(COMPLETE THE FOLLOWING):
• a. In the crude oil report, what was the spread between the two oil benchmarks at the start of this week?
• b. Reproduce the part of the crude oil report that opens with the words "Crude oil touched" and closes with "of this week.".

(TEXT TO READ):

Crude Oil Eases As The Spread With Brent Widens

Crude oil and Brent Oil prices eased this morning after the U.N. Security Council made progress in the quest to get Syria to relinquish its chemical weapons. The draft US-Russia resolution, seen by AFP, does not propose immediate measures over a chemical attack in Damascus one month ago. But it allows for possible sanctions — after a new vote — if there are breaches of an armament plan. The 15-member Security Council held its first talks on the text yesterday and a vote could be held today with several top ministers taking part, diplomats said.

Crude oil touched $102.69 and Brent oil was at 109.10 with the spread widening to close to $7 which indicates that we might see Brent oil take a tumbled The major global markets are awaiting trigger points before heading the next wave of an up or down move and, crude is also falling in the same territory. Especially from the US, the weaker than expected US inventory data and mixed set of economic data lately has pushed the WTI to underperform its UK-based peer, the Brent. Slowly but steadily, the Brent has managed to push higher than the former, with the spread between the two now standing near $6.4 per barrel, as compared to just $4.5 per barrel at the start of this week.

The UN council’s five permanent members on Thursday agreed to a resolution calling for Syria to get rid of its chemical weapons. That helped ease fears of an escalation in Syria’s civil war since the U.S. has been threatening to attack Syria in retaliation for what Washington says was a chemical gas attack by forces loyal to President Bashar Assad against civilians in suburban Damascus. The prospect of an attack and the potential for a disruption in oil supply routes, caused oil prices to spike in recent weeks. Prices have gradually fallen in recent days as diplomacy over Syria advanced. The progress at the U.N. on Thursday maintained the downward trend on the price of oil. With Syria moving to the back burner and an easing in ties between the West and Iran is weighing on prices. A meeting between US Secretary of State, John Kerry, and his Iranian counterpart yesterday has raised hopes of an easing of Western sanctions against Tehran over its nuclear programme. Such a move would allow the oil-rich nation to export more freely.

[Object position labeling entries]

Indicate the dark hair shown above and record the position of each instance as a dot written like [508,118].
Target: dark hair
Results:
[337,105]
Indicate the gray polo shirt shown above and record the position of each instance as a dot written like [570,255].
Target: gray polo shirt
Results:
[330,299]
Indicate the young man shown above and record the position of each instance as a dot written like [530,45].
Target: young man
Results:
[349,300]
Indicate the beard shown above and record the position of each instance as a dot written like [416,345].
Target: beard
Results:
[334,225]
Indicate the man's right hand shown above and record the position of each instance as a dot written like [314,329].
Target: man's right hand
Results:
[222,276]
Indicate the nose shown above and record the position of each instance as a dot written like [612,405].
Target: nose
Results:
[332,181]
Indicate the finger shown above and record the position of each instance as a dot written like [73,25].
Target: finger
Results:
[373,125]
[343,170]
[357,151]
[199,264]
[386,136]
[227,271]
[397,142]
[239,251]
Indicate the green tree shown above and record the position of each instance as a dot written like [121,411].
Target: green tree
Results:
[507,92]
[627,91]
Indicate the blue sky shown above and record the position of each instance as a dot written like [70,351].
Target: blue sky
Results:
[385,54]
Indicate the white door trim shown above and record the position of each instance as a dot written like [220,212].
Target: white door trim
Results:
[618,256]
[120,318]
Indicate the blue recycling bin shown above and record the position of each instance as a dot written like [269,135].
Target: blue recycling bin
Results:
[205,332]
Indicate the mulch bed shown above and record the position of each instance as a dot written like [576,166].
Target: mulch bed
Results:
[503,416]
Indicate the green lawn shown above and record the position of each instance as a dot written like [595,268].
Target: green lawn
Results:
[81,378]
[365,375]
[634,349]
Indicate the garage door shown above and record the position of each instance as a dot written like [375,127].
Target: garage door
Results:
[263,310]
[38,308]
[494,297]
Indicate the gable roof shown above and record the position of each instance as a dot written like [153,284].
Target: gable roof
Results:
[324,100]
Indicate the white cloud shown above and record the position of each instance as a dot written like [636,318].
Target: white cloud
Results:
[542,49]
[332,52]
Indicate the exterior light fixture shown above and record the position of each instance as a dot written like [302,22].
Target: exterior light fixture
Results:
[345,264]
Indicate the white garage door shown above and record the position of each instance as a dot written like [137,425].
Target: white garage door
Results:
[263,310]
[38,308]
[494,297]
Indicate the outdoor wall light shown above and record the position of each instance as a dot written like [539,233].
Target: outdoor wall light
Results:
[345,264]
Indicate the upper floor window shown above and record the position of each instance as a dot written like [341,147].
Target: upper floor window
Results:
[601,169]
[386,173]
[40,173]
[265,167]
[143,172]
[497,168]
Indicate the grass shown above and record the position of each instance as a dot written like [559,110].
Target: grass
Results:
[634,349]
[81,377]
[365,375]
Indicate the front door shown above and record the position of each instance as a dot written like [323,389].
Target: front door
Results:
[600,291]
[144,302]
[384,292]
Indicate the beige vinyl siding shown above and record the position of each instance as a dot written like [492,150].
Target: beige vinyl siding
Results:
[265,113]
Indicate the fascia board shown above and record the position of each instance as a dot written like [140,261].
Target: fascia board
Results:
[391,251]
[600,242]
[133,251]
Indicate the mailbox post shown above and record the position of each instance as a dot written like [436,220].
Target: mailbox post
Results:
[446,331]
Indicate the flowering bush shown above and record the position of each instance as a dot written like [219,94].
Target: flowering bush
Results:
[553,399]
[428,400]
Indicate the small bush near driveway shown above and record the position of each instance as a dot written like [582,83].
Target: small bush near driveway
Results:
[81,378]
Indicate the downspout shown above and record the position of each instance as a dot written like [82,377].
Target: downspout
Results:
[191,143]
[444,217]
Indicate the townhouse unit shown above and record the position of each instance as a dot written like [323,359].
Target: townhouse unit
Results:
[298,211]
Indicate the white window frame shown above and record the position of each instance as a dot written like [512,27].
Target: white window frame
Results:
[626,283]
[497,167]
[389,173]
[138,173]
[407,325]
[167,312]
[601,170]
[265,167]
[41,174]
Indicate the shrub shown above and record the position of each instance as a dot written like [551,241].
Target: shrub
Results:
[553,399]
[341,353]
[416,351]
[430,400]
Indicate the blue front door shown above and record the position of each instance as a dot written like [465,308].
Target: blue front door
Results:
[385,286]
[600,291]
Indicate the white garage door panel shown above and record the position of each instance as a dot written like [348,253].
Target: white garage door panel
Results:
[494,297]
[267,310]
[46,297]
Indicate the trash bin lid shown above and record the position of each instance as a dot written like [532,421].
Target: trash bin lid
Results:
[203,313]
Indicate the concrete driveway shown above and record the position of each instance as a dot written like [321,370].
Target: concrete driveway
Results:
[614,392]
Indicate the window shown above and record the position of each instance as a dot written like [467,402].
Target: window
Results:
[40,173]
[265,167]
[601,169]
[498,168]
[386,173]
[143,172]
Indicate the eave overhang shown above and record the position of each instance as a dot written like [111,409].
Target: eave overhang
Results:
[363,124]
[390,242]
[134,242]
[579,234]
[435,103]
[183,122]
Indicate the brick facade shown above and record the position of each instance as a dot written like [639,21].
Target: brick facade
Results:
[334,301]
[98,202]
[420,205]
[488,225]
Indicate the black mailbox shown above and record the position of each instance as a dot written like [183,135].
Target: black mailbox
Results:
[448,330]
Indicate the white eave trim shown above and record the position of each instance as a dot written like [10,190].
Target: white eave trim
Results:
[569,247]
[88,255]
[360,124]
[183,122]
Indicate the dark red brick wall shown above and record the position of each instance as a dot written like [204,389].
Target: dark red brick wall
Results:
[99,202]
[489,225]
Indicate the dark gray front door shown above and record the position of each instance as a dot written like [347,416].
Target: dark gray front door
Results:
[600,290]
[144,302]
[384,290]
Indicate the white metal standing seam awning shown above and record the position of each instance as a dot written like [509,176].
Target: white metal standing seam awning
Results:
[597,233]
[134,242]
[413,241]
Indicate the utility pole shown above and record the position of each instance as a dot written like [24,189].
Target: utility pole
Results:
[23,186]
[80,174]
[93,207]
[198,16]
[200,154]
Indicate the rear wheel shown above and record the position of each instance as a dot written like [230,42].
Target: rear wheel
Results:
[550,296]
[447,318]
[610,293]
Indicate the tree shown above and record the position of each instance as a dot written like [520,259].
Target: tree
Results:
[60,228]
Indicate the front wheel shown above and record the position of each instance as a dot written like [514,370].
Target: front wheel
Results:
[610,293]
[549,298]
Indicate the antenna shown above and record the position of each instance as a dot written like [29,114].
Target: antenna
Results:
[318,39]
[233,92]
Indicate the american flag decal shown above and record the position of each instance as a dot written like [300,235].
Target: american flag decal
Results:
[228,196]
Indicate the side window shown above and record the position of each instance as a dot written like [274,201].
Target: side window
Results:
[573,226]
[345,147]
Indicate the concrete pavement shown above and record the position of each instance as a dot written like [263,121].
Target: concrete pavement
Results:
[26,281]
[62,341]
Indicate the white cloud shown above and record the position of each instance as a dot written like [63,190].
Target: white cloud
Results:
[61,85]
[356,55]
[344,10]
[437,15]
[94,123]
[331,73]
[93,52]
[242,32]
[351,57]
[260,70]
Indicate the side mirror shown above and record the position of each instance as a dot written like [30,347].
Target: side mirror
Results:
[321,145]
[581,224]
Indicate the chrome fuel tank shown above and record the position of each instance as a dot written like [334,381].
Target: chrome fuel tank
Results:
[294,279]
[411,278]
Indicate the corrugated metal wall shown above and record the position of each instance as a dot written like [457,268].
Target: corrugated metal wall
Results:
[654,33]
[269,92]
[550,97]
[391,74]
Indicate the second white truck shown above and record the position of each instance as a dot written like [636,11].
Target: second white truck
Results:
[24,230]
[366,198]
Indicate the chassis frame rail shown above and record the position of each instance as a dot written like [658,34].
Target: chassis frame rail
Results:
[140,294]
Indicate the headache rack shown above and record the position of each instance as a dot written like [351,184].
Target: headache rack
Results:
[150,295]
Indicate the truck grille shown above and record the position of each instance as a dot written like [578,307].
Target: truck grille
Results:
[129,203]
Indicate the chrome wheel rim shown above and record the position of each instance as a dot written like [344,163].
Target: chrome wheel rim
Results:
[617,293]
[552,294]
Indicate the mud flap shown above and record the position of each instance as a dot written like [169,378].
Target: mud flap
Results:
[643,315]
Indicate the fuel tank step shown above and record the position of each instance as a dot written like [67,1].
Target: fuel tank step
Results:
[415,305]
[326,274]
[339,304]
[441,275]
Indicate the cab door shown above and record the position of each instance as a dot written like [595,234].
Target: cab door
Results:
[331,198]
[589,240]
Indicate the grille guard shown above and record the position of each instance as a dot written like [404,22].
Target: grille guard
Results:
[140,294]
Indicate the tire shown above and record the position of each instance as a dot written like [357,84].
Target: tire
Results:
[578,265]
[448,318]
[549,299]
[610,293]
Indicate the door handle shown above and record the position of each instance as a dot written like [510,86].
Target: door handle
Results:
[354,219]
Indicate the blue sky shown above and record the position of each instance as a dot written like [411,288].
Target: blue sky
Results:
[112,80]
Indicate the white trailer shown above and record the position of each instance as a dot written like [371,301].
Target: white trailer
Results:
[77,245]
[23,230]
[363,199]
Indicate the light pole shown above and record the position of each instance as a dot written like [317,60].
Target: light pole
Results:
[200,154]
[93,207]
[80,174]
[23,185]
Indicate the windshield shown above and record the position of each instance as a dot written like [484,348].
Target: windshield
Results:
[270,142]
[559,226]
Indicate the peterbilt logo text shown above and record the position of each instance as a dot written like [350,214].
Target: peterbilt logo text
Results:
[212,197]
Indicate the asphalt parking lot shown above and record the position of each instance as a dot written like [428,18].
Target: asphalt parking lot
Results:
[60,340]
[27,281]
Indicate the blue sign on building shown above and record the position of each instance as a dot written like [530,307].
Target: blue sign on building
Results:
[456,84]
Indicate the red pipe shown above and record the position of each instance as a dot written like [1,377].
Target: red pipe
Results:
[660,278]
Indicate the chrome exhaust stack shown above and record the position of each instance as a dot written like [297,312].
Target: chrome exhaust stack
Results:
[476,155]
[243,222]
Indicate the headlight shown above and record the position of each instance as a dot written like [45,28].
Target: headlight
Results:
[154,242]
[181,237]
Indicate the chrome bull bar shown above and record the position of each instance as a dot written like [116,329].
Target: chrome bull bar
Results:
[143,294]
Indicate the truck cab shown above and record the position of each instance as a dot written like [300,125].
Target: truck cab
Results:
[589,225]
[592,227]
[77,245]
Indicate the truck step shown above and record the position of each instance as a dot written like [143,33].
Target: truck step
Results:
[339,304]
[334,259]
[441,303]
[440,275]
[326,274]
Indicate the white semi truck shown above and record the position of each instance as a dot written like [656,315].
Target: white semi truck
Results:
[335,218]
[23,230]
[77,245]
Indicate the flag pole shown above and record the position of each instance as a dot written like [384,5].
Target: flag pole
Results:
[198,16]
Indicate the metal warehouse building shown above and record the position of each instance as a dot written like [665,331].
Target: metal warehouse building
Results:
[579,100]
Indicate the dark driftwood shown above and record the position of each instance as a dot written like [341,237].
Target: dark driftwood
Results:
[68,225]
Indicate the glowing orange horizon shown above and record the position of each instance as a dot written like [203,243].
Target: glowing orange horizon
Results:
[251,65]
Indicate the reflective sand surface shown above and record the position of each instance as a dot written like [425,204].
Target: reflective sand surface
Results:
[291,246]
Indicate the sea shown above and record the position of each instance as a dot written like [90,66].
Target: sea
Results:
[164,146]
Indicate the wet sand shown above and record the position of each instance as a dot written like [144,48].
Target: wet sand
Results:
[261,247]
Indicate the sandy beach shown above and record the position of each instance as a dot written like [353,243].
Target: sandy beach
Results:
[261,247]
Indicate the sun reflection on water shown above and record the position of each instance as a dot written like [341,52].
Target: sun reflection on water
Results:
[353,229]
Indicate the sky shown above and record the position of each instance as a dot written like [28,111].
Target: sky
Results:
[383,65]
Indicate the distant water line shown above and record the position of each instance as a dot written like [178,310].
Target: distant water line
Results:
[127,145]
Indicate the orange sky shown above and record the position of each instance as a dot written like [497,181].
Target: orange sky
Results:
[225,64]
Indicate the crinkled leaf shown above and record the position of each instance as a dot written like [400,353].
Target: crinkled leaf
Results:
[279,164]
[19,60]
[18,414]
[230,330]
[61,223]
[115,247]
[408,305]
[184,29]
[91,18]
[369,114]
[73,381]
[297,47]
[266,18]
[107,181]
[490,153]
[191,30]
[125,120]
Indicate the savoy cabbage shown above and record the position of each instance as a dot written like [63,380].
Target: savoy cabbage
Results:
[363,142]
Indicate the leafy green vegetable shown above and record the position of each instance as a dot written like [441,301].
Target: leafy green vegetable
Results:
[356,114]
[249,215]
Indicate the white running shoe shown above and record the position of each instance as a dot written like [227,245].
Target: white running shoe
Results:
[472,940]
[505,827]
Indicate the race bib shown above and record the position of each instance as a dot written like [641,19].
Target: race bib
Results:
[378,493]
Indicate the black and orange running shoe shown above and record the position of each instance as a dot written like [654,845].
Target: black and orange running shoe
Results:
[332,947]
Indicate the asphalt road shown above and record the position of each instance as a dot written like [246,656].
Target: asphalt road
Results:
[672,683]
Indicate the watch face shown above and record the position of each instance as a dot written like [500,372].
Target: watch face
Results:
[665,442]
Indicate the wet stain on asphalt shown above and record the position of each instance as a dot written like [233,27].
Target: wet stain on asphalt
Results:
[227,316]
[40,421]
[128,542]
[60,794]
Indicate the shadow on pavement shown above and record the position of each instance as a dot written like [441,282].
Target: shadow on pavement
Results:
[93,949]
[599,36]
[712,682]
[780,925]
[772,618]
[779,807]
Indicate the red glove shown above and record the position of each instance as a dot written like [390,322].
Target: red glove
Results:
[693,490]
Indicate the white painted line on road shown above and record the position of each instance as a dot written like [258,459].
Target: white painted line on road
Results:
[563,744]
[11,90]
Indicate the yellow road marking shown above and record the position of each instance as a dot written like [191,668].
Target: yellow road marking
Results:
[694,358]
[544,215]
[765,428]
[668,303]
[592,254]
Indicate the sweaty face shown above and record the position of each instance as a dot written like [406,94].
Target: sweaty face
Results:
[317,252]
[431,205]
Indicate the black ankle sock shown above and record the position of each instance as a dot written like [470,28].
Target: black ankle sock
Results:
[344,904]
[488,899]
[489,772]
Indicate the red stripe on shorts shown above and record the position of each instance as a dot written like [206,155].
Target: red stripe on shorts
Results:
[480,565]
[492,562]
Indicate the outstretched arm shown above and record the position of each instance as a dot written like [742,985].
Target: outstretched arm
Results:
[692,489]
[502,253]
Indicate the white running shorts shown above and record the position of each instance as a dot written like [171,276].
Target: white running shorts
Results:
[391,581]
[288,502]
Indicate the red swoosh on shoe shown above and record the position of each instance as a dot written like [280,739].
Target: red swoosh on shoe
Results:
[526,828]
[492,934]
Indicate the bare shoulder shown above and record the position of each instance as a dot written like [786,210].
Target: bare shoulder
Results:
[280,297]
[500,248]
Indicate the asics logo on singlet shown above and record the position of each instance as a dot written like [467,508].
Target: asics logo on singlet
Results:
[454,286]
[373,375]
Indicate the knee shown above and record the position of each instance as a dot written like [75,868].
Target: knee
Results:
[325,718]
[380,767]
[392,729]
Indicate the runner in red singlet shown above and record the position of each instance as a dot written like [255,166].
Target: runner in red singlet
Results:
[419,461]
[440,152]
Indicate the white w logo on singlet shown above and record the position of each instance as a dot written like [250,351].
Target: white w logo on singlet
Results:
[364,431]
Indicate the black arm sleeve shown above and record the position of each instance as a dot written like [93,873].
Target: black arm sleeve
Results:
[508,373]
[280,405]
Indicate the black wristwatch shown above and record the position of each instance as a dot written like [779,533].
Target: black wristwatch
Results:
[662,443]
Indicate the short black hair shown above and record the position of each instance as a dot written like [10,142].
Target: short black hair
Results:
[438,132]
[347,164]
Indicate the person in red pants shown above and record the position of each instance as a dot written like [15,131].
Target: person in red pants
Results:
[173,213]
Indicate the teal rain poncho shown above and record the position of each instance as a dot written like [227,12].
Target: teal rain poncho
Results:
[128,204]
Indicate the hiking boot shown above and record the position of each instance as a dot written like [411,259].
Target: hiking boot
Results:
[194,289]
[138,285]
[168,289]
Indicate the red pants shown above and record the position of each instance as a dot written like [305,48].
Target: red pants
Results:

(SOLUTIONS TO THE TASKS):
• a. $4.5 per barrel.

• b.
Crude oil touched $102.69 and Brent oil was at 109.10 with the spread widening to close to $7 which indicates that we might see Brent oil take a tumbled The major global markets are awaiting trigger points before heading the next wave of an up or down move and, crude is also falling in the same territory. Especially from the US, the weaker than expected US inventory data and mixed set of economic data lately has pushed the WTI to underperform its UK-based peer, the Brent. Slowly but steadily, the Brent has managed to push higher than the former, with the spread between the two now standing near $6.4 per barrel, as compared to just $4.5 per barrel at the start of this week.